◆ **INFORMATION PROVIDED**:
******
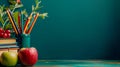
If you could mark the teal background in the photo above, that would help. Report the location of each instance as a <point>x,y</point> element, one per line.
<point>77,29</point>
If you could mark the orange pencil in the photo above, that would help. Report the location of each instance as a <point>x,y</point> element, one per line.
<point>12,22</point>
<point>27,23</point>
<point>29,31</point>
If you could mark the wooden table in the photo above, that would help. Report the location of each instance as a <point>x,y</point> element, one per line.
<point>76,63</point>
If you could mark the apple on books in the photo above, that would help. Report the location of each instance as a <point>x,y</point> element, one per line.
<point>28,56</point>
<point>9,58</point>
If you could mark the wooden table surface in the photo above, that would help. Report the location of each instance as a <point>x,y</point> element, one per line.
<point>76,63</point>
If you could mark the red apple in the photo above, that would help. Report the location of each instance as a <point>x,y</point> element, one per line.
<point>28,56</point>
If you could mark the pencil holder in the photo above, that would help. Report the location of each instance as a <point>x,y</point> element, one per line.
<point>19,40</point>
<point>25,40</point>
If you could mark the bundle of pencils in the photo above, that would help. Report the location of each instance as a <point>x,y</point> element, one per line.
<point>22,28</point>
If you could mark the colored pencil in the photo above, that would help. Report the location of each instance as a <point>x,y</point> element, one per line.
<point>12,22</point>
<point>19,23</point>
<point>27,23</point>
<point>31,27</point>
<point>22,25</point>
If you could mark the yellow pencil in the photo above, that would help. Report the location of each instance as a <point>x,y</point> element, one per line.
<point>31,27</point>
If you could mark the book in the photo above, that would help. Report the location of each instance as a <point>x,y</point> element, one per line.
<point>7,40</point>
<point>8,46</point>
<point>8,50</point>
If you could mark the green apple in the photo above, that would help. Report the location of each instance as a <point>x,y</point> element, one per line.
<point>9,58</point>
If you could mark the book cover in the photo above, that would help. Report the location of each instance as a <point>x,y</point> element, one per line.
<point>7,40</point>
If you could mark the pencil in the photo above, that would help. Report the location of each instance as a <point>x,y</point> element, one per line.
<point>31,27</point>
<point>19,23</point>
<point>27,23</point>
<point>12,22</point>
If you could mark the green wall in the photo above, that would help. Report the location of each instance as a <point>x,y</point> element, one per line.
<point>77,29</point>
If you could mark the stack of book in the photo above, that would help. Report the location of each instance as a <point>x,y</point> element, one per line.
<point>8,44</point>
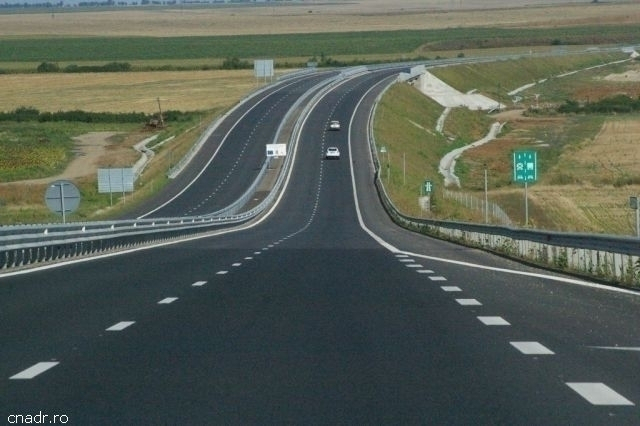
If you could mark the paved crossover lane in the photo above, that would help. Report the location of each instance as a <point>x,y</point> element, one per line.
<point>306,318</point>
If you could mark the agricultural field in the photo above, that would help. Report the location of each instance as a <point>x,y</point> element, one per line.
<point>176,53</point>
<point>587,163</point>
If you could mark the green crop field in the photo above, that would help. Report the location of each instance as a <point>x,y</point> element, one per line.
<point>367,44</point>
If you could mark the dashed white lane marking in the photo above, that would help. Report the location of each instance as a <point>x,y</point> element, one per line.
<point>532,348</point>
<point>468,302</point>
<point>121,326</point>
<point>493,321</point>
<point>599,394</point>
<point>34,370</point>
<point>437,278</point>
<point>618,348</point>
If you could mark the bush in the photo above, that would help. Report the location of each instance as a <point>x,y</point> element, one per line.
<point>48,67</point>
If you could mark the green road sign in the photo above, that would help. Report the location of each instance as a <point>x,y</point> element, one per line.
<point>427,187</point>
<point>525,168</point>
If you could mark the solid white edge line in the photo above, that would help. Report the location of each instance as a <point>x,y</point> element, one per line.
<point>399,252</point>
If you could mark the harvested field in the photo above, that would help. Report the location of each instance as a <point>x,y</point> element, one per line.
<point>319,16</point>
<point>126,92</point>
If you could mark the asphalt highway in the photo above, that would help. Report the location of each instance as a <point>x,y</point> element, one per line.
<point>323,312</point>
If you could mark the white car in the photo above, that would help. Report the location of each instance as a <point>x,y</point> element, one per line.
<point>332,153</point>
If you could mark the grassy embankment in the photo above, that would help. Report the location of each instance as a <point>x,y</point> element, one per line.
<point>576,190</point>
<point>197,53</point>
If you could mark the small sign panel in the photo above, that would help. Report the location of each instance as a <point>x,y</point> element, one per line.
******
◆ **EXERCISE DESCRIPTION**:
Reproduce the entire listing above verbatim, omitting the pictures.

◆ **EXERCISE ANSWER**:
If you could mark the teal background in the photo above, that would help. Report the location of each instance as a <point>x,y</point> element, one per line.
<point>77,29</point>
If you could mark the orange pencil in the photo above, that would help. Report the location of each instance as a <point>x,y</point> element, one per line.
<point>12,22</point>
<point>27,23</point>
<point>29,31</point>
If you could mark the wooden table in the photo above, that would help. Report the location of each instance as a <point>x,y</point> element, one per line.
<point>76,63</point>
If you could mark the apple on books in the photo above, that would help. Report the location of each instance as a <point>x,y</point> element, one per line.
<point>28,56</point>
<point>9,58</point>
If you could mark the wooden table surface in the photo above, that would help. Report the location of each instance as a <point>x,y</point> element, one per line.
<point>76,63</point>
If you could mark the red apple in the photo above, that would help. Report the location of each instance as a <point>x,y</point> element, one per line.
<point>28,56</point>
If you could mark the pencil holder in the photo above, that would help. Report the location of each instance as a <point>x,y</point> element, one per line.
<point>19,40</point>
<point>25,40</point>
If you could mark the bundle of pencils in the photo above, that would help. Report the location of each instance as a <point>x,y</point> element, one per line.
<point>22,28</point>
If you could mark the colored pencil in the photo above, that would help. Report the location of each instance as a <point>x,y</point> element, one per line.
<point>12,22</point>
<point>19,23</point>
<point>27,23</point>
<point>31,27</point>
<point>22,25</point>
If you could mark the yellow pencil in the photo above, that would help. Report the location of each instance as a <point>x,y</point> element, one per line.
<point>31,27</point>
If you could mark the book in the photo above, that would help. Report the location of each instance as a <point>x,y</point> element, one per line.
<point>7,40</point>
<point>8,46</point>
<point>8,50</point>
If you could mark the green apple in the photo above, that would help. Report the location of each instance as a <point>x,y</point> element, one per line.
<point>9,58</point>
If you could mark the book cover in the photo above, that would help. Report the location of each instance as a <point>x,y</point> element, one per line.
<point>7,40</point>
If you could mark the pencil in the photo above, that would help. Report the location of each instance as a <point>x,y</point> element, one per line.
<point>31,27</point>
<point>19,23</point>
<point>27,23</point>
<point>12,22</point>
If you could mark the green wall in the photo above, that would help. Report the location of each instance as a <point>x,y</point> element, one per line.
<point>77,29</point>
If you could mark the stack of book in the photo above, that would help. Report the location of each instance as a <point>x,y</point> element, one per line.
<point>8,44</point>
If you could mark the paved crossover lane in the photo above, that would help. Report the location of each instance as a <point>x,y</point> element, one per line.
<point>306,318</point>
If you could mark the agricultural field in the photo above, that would help. Report the location of each instance as a <point>x,y</point> element, one per line.
<point>176,53</point>
<point>587,163</point>
If you could mark the green crop field in the photo above, that would help. Report the location of each instance as a <point>x,y</point> element, one per line.
<point>367,44</point>
If you could mark the dashed white lane marking in the photo above, that would help. Report the location of each instance as a <point>x,y</point> element, one per line.
<point>532,348</point>
<point>468,302</point>
<point>121,326</point>
<point>493,321</point>
<point>599,394</point>
<point>34,370</point>
<point>437,278</point>
<point>618,348</point>
If you could mark the bush in the photo above, that would help. Report the location of each instance as a <point>x,y</point> element, one per line.
<point>48,67</point>
If you could mark the green road sign in the photo above, that would help. Report the location of each instance as a <point>x,y</point> element, one per line.
<point>427,187</point>
<point>525,168</point>
If you could mark the solid white edge line in the photo above, that would help. Report the location of each instance as a <point>x,y</point> element, one per line.
<point>399,252</point>
If you could mark the harvested field in the photo above, that would help. Report the location of each instance as a <point>x,y</point> element, one per line.
<point>319,16</point>
<point>126,92</point>
If you could mark the asphalt highway in the photo above, that would help. Report the location of each instance as a <point>x,y</point> element, one per line.
<point>323,312</point>
If you could mark the white car in the photo above, that would help. Report the location of each instance as a <point>x,y</point> element, one per line.
<point>332,153</point>
If you could mark the grassy embankment in the photo above, that would help. Report the location of each instance as a <point>x,y</point> element, one per line.
<point>576,190</point>
<point>197,53</point>
If you could mark the small sign panel in the photo above, that would help. Report the location of each instance as a <point>x,y</point> element, one per line.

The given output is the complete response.